### Given records
.....

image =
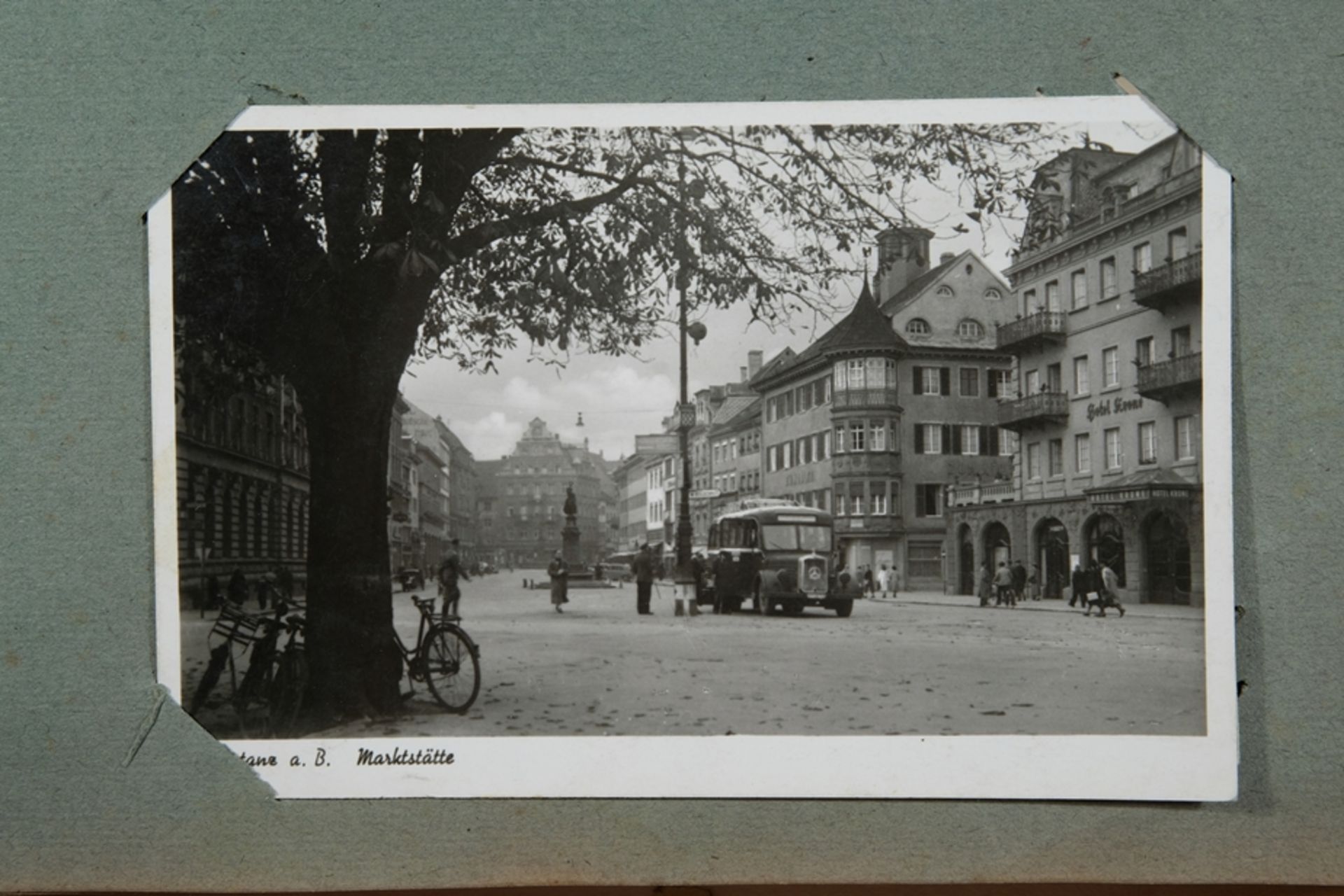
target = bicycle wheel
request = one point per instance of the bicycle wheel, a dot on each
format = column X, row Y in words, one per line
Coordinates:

.....

### Exercise
Please locate every line in the entries above that contains the word "bicycle", and copy each one.

### Output for this task
target = bicycle wheel
request = one point per instance of the bicycle wheel, a dot on each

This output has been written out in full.